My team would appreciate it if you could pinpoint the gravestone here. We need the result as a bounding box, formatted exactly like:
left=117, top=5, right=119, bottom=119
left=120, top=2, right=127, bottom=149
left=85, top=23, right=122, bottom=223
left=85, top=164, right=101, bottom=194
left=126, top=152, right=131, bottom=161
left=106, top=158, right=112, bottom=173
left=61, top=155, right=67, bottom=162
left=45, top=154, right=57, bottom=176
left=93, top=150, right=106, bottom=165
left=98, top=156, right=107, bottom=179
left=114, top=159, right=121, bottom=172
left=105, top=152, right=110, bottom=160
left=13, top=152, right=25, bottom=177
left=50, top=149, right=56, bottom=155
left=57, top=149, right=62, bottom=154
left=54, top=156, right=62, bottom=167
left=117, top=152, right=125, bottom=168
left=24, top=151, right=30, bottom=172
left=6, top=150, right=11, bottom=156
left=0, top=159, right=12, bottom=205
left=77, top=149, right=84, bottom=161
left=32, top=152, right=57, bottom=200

# THE EXERCISE:
Which lines of the records above contain the word "could"? Return every such line in full, matching case exactly.

# FULL OUTPUT:
My team would appreciate it if you could pinpoint the gravestone here. We need the result as a bounding box, formatted exactly like:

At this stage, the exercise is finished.